Problem to solve: Which lines of the entries hold the string "hand"? Copy each one.

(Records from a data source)
■ ■ ■ ■ ■ ■ ■
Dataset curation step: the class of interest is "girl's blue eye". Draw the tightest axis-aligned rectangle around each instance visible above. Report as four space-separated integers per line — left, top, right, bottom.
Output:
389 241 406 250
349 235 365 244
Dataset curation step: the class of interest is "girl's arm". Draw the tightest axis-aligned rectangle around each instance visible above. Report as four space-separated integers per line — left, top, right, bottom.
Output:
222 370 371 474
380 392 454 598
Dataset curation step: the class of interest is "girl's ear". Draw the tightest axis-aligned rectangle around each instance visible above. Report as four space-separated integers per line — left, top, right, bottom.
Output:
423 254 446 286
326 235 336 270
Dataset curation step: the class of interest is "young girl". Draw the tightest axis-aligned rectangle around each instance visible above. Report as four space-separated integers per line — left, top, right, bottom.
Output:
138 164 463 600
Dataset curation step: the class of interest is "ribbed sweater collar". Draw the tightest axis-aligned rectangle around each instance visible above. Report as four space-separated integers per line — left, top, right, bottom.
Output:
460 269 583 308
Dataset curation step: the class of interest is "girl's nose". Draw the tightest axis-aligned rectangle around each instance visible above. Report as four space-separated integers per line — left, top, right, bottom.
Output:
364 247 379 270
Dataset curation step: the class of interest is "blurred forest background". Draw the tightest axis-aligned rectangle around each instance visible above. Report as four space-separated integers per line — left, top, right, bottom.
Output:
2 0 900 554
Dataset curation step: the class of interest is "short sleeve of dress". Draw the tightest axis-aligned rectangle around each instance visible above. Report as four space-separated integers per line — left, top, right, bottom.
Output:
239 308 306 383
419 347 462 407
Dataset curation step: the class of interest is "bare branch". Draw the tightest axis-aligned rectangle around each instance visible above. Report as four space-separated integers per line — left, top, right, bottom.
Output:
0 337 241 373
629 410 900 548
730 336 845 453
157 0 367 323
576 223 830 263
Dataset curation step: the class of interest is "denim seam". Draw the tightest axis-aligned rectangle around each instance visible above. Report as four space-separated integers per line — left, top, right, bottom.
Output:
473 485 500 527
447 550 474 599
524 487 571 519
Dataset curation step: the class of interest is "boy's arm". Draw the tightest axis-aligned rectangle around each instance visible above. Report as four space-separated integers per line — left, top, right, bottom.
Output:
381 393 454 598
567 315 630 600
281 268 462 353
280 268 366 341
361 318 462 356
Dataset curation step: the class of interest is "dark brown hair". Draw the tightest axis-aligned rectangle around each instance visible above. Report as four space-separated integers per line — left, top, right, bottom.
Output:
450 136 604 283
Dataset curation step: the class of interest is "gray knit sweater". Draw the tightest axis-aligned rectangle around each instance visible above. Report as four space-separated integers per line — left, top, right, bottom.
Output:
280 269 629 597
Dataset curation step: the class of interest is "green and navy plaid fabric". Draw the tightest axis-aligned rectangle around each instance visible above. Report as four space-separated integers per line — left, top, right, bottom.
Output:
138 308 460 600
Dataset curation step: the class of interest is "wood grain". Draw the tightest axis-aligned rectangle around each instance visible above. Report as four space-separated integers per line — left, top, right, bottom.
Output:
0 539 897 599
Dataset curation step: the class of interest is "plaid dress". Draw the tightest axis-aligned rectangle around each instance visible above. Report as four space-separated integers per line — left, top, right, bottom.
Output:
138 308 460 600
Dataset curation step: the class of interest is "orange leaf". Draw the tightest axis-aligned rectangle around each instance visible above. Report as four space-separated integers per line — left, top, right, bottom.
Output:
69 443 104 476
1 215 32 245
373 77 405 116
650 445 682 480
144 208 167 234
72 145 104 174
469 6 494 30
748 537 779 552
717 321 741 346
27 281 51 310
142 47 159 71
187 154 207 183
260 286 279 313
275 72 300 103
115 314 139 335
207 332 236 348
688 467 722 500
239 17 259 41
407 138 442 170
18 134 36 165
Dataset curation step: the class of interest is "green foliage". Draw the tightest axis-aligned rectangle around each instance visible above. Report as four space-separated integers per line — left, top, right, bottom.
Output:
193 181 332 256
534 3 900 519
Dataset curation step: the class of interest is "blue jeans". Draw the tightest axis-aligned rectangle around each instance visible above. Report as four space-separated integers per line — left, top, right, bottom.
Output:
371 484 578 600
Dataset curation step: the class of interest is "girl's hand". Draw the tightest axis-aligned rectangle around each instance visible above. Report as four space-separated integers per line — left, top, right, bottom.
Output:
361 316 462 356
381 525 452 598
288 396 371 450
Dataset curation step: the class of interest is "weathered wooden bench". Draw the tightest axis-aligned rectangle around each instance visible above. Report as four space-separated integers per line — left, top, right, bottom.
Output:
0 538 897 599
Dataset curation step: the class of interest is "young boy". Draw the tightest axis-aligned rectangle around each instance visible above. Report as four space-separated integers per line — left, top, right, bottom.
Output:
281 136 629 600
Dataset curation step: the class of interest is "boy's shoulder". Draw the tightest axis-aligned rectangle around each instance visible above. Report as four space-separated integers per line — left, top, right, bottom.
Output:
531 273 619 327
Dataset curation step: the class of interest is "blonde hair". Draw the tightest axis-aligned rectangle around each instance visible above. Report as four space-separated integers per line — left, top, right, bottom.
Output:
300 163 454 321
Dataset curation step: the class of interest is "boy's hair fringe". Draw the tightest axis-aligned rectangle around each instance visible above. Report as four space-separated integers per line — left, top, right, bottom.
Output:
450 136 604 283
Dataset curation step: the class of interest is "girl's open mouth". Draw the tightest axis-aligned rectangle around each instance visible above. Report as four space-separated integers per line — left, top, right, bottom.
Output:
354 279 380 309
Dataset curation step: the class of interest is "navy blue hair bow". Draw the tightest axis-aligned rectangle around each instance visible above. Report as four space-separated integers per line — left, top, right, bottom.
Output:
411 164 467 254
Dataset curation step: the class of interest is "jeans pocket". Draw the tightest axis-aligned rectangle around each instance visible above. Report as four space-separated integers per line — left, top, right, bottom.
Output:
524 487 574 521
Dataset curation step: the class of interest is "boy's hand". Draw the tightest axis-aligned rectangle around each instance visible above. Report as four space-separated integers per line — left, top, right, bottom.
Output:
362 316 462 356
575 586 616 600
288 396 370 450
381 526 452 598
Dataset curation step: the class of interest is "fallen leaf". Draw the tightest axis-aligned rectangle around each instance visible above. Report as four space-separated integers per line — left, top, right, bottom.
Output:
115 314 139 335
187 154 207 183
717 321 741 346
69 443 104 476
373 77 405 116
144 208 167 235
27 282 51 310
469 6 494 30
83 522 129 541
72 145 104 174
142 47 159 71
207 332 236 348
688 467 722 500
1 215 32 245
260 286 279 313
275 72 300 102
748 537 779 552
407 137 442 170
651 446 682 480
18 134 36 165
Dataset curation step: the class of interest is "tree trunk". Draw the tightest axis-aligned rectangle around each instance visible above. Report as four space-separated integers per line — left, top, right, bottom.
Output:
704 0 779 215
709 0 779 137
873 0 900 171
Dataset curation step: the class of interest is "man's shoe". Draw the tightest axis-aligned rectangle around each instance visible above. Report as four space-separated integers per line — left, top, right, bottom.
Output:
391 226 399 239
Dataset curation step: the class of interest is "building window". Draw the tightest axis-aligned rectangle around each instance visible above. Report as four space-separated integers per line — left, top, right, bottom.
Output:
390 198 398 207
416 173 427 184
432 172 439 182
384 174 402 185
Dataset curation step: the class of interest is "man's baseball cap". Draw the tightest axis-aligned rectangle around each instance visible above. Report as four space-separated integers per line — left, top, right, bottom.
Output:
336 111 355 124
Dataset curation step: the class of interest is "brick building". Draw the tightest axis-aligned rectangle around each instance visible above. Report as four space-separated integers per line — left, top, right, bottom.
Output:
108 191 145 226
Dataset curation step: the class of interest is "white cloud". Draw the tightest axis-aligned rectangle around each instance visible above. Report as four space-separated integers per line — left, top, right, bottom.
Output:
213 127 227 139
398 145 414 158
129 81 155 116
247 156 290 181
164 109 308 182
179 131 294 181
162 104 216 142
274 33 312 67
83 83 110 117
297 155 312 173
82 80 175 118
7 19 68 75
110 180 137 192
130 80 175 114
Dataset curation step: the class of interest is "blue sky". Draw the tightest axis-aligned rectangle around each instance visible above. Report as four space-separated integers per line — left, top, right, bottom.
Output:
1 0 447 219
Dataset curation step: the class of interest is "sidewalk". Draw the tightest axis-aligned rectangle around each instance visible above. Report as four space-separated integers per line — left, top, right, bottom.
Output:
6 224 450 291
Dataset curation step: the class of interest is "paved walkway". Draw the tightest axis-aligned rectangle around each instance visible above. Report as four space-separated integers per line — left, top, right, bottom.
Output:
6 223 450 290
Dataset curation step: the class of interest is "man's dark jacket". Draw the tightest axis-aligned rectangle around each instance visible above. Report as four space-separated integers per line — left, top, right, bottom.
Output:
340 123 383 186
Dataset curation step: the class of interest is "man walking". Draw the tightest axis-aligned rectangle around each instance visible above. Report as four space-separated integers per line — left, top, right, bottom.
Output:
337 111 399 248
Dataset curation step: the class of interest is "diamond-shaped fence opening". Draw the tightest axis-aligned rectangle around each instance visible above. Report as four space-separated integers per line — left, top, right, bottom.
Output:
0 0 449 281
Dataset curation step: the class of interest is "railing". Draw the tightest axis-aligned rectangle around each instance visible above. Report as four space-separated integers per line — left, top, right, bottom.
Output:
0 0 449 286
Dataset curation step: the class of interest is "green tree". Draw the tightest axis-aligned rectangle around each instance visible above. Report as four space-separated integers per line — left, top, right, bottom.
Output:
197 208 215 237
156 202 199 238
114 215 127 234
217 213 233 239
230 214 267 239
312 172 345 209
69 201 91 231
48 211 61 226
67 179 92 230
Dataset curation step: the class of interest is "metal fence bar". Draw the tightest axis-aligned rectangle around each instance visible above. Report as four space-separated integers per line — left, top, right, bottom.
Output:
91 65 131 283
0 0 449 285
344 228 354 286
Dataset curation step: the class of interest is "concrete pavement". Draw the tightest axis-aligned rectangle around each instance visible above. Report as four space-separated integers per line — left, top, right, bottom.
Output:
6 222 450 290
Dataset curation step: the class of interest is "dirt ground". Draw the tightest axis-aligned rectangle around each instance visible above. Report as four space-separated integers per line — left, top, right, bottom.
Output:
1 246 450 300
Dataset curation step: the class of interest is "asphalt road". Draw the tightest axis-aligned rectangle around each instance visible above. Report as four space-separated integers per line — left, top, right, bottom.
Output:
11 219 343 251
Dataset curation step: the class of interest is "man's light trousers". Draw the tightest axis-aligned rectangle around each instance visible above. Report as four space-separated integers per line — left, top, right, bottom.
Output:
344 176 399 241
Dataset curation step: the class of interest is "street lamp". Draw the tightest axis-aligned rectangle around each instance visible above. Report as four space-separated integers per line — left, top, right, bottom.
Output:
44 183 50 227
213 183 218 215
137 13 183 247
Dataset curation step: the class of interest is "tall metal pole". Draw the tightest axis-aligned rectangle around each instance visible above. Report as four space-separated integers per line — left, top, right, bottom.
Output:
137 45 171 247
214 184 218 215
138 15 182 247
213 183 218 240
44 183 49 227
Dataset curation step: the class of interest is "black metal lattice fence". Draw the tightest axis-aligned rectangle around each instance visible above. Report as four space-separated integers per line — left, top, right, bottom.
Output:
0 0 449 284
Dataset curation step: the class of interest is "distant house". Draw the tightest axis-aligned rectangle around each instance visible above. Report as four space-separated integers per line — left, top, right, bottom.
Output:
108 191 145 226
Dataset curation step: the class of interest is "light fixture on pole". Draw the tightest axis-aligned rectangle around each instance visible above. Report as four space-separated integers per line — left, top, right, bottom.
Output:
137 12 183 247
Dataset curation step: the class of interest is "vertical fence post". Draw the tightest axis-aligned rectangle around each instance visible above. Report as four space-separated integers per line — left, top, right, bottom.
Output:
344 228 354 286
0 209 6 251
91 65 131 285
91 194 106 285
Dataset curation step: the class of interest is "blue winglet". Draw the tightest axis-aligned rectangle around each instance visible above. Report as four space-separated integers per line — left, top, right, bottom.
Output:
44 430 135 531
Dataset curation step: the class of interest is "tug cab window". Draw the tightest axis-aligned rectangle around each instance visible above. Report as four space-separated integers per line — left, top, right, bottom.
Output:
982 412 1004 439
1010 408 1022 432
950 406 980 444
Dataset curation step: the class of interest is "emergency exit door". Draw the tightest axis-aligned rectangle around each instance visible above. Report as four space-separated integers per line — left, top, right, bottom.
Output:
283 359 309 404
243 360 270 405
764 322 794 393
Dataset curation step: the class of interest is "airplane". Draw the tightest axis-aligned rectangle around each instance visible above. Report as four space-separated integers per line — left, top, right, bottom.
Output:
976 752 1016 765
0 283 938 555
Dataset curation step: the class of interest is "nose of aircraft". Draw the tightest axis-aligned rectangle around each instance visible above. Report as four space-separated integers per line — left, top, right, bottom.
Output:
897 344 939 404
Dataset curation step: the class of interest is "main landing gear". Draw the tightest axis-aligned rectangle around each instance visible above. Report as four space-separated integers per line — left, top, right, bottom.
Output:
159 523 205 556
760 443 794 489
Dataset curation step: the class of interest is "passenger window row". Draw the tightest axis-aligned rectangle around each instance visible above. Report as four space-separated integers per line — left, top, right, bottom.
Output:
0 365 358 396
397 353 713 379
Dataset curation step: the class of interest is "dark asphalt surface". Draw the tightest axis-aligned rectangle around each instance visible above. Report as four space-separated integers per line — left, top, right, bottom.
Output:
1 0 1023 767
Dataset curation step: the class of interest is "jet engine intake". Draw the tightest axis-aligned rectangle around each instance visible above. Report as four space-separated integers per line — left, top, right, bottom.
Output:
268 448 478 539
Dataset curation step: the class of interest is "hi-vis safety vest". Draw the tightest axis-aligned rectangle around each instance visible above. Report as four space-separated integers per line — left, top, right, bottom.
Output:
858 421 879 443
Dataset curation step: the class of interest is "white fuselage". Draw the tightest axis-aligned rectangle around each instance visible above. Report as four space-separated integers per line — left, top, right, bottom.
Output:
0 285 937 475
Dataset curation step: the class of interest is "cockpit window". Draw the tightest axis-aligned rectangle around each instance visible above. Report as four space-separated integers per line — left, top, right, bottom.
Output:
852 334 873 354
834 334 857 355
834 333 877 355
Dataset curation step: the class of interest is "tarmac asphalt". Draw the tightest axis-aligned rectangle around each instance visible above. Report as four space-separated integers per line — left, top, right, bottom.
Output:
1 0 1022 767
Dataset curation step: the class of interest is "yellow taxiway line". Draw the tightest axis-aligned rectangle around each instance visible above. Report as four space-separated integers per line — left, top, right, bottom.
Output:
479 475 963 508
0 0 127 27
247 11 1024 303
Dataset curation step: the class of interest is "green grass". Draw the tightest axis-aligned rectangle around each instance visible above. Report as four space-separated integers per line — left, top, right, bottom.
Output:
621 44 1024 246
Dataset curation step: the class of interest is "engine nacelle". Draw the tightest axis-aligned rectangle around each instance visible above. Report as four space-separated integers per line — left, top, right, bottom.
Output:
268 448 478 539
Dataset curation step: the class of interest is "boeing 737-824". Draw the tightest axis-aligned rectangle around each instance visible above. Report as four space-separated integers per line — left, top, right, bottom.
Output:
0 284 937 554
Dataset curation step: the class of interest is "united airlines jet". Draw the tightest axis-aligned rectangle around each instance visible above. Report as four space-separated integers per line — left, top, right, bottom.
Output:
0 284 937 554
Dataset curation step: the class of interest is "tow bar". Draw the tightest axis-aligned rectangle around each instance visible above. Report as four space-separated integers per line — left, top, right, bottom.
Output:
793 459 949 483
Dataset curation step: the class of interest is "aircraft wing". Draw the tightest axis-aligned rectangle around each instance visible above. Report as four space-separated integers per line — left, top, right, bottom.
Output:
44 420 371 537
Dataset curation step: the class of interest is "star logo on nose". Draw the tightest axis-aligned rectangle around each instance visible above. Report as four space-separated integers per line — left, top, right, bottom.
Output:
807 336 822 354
■ ■ ■ ■ ■ ■ ■
Answer to this exercise:
Dataset curation step: the class of interest is "girl's hand". Draw the tightest axis-aligned rectangle around each instance visible above. Report as four space-separated integers per line — left, top, right, bottom.
Dataset curation step: the class of interest is "boy's hand". Draw the tightest axis-aligned rectangle around each instance visible above. Report as four space-separated integers per line — left, top, right, bottom.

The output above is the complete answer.